◆ **WHAT YOU WILL DO**:
Reproduce every one of the records with "Dataset curation" swapped for "Annotation pass" and nothing else altered. Leave the pictures out.

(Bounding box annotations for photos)

---+---

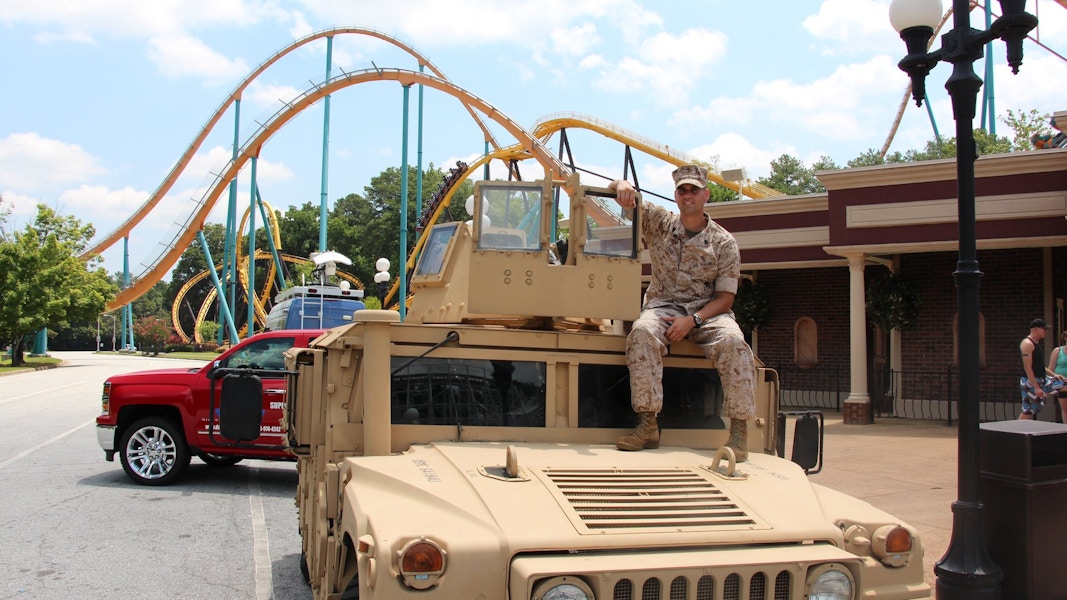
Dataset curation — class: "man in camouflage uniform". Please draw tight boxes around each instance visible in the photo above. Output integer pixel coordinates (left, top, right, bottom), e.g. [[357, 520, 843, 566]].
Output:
[[608, 164, 755, 461]]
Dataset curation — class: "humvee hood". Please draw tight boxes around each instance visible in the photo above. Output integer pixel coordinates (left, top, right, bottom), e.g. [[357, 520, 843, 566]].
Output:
[[345, 442, 841, 552]]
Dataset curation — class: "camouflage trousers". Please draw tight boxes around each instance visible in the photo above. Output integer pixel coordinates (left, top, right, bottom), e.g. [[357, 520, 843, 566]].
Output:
[[626, 306, 755, 420]]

---+---

◆ **RESULT FOR THIS EXERCISE**:
Annotation pass — class: "man in camouflage uniform". Please draw tight boxes around each instance visible in the photo above. Output integer pixel coordinates (left, top, right, bottom), e.g. [[357, 520, 843, 566]].
Output:
[[608, 164, 755, 461]]
Annotation pass — class: "humvee hood". Please draw tight boxes around each instance visible in the photo above. Output integer pixel coordinates (left, top, right, bottom), e.g. [[357, 520, 843, 566]].
Output:
[[345, 442, 841, 552]]
Annotation pass — class: "camouflage trousers". Please draw tight boxes around each instance visible in the photo above. Output integer pixel coordinates (left, top, right, bottom), e.g. [[357, 520, 843, 566]].
Output:
[[626, 306, 755, 420]]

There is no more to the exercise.